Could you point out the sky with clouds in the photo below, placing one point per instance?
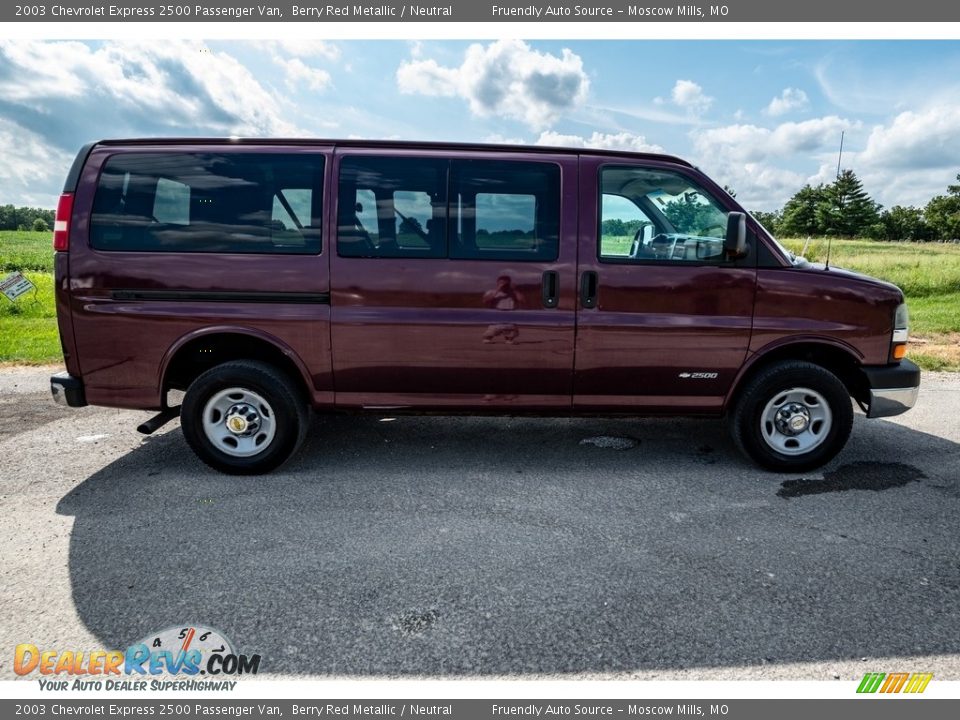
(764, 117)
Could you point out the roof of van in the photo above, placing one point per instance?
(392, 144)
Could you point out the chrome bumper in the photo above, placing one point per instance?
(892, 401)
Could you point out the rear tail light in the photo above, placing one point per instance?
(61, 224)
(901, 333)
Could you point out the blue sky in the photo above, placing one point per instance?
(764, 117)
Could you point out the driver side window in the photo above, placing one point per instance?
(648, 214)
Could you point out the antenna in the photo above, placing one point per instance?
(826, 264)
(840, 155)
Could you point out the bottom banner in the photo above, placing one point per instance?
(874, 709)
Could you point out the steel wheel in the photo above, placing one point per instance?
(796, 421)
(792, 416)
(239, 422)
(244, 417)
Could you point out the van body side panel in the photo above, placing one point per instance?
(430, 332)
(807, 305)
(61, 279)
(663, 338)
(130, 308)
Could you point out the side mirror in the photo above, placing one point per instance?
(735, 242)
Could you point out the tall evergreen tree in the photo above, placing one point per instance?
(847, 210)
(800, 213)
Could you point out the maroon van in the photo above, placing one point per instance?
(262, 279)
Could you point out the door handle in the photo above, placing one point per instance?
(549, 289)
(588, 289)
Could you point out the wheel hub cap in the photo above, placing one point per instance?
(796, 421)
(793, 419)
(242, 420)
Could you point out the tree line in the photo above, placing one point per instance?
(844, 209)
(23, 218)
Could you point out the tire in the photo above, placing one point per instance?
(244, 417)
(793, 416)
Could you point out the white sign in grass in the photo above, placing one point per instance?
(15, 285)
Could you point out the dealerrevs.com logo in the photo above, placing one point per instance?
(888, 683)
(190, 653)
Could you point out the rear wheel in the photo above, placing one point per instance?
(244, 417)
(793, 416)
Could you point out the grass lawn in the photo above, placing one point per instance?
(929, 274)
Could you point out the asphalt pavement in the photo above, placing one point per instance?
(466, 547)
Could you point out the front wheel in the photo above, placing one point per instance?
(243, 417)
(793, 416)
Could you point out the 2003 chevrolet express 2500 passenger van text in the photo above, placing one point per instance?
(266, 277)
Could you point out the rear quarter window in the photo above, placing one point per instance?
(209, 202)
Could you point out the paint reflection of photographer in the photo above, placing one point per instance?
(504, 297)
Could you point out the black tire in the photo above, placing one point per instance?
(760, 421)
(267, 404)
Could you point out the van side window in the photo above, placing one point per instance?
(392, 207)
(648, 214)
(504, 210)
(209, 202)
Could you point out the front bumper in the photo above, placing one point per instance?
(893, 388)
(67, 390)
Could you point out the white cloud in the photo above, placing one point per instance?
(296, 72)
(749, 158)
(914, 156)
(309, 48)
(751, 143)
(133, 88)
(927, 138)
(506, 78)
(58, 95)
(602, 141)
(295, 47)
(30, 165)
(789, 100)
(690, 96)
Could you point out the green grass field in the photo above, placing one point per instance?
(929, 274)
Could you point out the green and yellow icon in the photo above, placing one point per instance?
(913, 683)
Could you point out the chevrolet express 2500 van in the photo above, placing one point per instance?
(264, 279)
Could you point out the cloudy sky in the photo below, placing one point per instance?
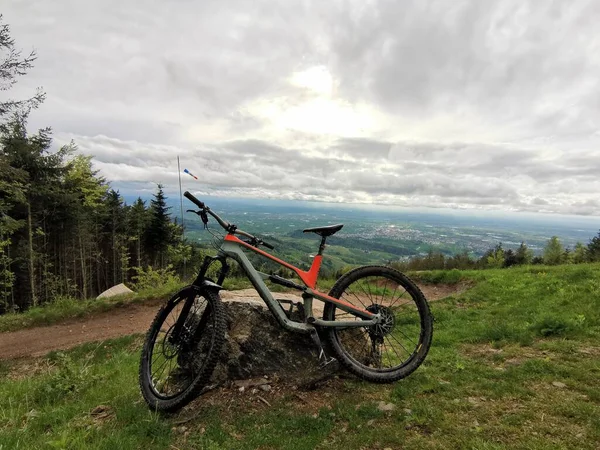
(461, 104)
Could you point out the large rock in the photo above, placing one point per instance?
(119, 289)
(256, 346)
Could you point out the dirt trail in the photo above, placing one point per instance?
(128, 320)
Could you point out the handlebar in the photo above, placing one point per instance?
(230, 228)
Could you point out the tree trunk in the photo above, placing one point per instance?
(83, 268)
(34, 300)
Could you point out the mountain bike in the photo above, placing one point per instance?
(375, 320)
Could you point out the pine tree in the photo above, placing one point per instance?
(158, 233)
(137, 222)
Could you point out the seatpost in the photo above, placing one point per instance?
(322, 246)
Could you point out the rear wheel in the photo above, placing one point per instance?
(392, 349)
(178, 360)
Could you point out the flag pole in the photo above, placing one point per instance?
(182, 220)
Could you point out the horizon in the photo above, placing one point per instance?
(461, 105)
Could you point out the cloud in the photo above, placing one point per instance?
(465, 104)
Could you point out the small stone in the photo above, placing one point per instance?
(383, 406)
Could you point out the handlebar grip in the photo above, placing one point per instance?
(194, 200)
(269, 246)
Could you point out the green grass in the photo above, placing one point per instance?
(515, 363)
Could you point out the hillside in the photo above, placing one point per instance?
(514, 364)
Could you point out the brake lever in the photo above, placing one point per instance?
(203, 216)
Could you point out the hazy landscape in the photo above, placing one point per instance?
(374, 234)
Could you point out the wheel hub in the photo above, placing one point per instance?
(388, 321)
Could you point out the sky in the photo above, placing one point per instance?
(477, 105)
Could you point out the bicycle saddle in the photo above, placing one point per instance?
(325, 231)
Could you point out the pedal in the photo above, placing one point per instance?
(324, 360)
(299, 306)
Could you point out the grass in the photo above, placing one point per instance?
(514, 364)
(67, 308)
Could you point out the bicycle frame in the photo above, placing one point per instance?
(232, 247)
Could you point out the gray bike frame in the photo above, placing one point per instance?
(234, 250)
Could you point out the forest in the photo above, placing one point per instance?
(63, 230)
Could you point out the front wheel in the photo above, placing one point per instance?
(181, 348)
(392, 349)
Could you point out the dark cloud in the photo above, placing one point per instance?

■ Given problem
Write out, word for word, the lines running from the one that contains "Could you point out the pedal" through the last line above, including both.

■ Answer to this task
Could you point out the pedal in the photo above, placing one point per instance?
(324, 360)
(299, 306)
Could you point out the grass in the photo above, placing one point per instance?
(514, 364)
(67, 308)
Could you point out the bicycle frame in the photo above, placing one point per instance?
(232, 247)
Could you point out the gray bike frame in the photo above, placing one point per instance?
(234, 250)
Could you point out the forest in the photo above, placing one point per instance?
(63, 230)
Could you point out the front wheel in the photo above, placing one point per instance?
(181, 348)
(392, 349)
Could you point out the dark cloud in the photo above, placing one point per instance?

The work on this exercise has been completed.